Records
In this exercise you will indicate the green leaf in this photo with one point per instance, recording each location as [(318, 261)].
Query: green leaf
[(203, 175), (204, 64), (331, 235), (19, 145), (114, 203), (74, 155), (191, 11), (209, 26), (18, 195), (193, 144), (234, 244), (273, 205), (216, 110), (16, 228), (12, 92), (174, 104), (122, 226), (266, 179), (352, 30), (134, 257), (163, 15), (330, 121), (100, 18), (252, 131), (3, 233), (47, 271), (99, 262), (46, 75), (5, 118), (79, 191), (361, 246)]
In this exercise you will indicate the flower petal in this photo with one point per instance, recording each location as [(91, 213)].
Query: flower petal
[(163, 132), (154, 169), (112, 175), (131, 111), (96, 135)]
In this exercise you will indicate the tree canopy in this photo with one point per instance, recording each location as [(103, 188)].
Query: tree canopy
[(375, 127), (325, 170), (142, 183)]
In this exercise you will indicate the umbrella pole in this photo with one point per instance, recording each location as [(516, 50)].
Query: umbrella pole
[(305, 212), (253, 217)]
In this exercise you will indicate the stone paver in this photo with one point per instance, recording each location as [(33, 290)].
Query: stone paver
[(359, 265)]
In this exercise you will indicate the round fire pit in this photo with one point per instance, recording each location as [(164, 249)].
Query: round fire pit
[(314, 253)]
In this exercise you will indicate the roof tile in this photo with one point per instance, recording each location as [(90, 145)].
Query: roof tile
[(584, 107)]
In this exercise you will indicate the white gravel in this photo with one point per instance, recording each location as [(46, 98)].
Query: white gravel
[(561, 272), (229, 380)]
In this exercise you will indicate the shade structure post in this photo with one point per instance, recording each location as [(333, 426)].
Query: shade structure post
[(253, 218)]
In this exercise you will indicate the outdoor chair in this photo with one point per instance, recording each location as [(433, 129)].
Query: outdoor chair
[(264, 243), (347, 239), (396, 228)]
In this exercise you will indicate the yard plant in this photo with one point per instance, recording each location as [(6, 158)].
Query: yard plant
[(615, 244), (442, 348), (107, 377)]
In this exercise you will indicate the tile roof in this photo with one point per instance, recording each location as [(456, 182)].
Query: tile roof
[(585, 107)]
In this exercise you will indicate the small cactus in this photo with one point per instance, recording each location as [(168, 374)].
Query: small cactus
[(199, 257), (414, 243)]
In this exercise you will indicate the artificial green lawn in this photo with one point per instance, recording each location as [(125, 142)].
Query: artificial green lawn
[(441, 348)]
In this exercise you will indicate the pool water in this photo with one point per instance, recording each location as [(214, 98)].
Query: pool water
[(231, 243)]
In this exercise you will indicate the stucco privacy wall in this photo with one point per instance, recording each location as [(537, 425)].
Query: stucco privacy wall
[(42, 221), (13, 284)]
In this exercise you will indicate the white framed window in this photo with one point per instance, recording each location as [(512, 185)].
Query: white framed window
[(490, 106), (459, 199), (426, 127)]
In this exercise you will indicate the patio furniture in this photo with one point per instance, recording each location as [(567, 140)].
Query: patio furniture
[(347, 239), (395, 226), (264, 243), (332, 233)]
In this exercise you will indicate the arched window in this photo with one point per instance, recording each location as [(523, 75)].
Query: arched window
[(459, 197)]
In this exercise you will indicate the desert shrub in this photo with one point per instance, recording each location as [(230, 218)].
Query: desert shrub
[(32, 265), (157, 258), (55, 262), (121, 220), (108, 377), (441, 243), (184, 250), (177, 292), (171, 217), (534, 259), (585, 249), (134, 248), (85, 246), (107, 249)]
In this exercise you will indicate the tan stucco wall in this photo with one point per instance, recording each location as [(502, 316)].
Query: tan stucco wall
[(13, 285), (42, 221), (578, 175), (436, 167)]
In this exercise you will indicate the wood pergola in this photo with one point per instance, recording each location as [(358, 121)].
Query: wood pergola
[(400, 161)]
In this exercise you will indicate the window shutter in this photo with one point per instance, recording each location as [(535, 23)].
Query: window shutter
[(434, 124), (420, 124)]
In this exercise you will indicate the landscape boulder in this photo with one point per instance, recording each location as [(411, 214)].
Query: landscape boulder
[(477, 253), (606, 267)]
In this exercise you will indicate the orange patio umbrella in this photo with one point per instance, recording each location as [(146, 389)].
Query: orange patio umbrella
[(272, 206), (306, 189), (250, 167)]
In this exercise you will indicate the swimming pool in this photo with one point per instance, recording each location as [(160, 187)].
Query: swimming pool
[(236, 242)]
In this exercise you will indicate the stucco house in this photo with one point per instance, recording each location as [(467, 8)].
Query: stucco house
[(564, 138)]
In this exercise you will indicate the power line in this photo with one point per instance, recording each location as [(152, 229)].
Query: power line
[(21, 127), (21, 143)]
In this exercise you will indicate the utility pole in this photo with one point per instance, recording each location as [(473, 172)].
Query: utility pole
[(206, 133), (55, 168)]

To do
Please change "indicate" to "mark" in all the records above and write them out again with nothing else altered.

The result
In this exercise you will mark the green leaf in this photo with one point per instance, recording each location as [(318, 261)].
Query: green leaf
[(203, 175), (204, 64), (331, 235), (19, 145), (114, 203), (74, 155), (191, 11), (209, 26), (18, 195), (193, 144), (234, 244), (273, 205), (216, 110), (16, 228), (12, 92), (174, 104), (122, 226), (266, 179), (352, 30), (134, 257), (163, 15), (330, 121), (100, 18), (252, 131), (3, 233), (47, 271), (99, 262), (46, 75), (5, 118), (79, 191), (361, 246)]
In this exercise you will mark the flower petal in this photo with one point per instance, recording each location as [(91, 213)].
Query: flower petal
[(163, 132), (154, 169), (112, 175), (131, 111), (96, 135)]
In this exercise you will mark the tree canopy in this photo with one point per instance, recording each location as [(103, 188)].
Query: tree canopy
[(375, 127), (325, 170), (142, 183)]
In this exercise you will mark the umbrella pole in this photo with one point per instance, recording each location as [(516, 50)].
Query: umbrella pole
[(305, 212), (253, 217)]
In this exercise you will mark the stone paver in this photo with one point per instance, recording each location as [(33, 290)].
Query: stone paver
[(359, 265)]
In this exercise you will mark the round fire pit in this photo with one point per instance, recording each location as [(164, 249)].
Query: round fire pit
[(314, 253)]
In this exercise you will mark the roof tile in this photo with one point per instance, recording each location as [(90, 145)].
Query: roof tile
[(584, 107)]
In this exercise you will mark the white gravel in this photo with one point per instance, recording each location as [(46, 98)].
Query: white gravel
[(561, 272), (229, 380)]
In this exercise you will mark the shade structure post in this photo with one point per instance, recording each location as [(333, 426)].
Query: shade structure post
[(253, 218)]
In this exercise you will mark the outdoor chair in this photo with one point per instance, recording each location as [(433, 129)].
Query: outdoor chair
[(264, 243), (347, 239), (396, 228)]
In this exercise you will mark the yard plant in this photo with one point per instance, recording each location as [(6, 158)].
Query: yard plant
[(615, 244), (442, 348), (107, 377)]
In this exercise you will mark the tile roof in this photo with one point per instance, recording each location as [(456, 182)].
Query: tile roof
[(585, 107)]
In this exercise you will mark the small cactus in this photo with one point per instance, recording each location as [(168, 374)].
Query: small cactus
[(199, 257), (414, 243)]
In this exercise you will mark the artificial green lawn in this photo with one point per instance, recording each location as [(125, 142)].
Query: artificial green lawn
[(441, 348)]
In this exercise you will mark the pool water in this photo with one point per instance, recording each location as [(214, 98)].
Query: pool water
[(231, 243)]
In this exercise you will mark the stucco privacy wall in this photo with one point per instance, recording each location as [(537, 425)].
Query: stucco privacy wall
[(42, 221), (13, 284)]
In this exercise you will mark the white framed window in this photo with one point per instance, recording each location as [(512, 185)].
Query: white framed window
[(490, 106), (459, 199), (426, 127)]
In this exercise you will mark the patio furniture in this photo with one point per instance, recording each location as [(567, 140)].
Query: patio furniture
[(347, 239), (395, 226), (264, 243), (332, 233)]
In this exercise you will mark the arched window in this photo with one point per instance, recording each location as [(523, 75)].
Query: arched window
[(459, 197)]
In this exercise you will mark the desert shrub in this photo with one point per instance, recording each location as [(230, 218)].
Query: desert shrub
[(32, 265), (157, 258), (55, 262), (121, 220), (108, 377), (441, 243), (184, 250), (177, 292), (171, 217), (534, 259), (585, 249), (134, 248), (85, 246), (107, 249)]
In this exercise you will mark the tan stucco wall in this photo with one point per instance, recording each location as [(502, 316)].
Query: tan stucco wall
[(13, 285), (42, 221), (578, 175), (436, 167)]
In this exercise you will mark the wood pergola in this photo with one point per instance, recording each location as [(358, 121)].
Query: wood pergola
[(400, 161)]
In this exercise you will mark the window shutter in this photo with one point per instance, recording each location as [(535, 23)].
Query: window shutter
[(434, 124), (420, 124)]
In this exercise you will mark the landscape boulder in this photo with one point per instance, recording each location as [(411, 214)].
Query: landscape boulder
[(477, 253), (606, 267)]
In this exercise you will mark the orange patio umbrella in this photo with one point per instance, recording each location as [(146, 389)].
Query: orange patio umbrella
[(272, 206), (306, 189), (250, 167)]
In this exercise you will mark the swimming pool in this photo with one point per instance, recording each location as [(160, 187)].
Query: swimming pool
[(236, 242)]
In this exercise you will mark the stucco house in this photo with one point per instance, recording each location as [(467, 8)].
Query: stucco house
[(564, 138)]
In this exercise you will mark the power line in this photo with one point per instance, recording each location as [(152, 229)].
Query: power line
[(21, 127), (21, 143)]
In this exercise you will mark the utility pole in this photo with one point per instance, recording each location as [(473, 172)].
Query: utility pole
[(206, 133), (55, 168)]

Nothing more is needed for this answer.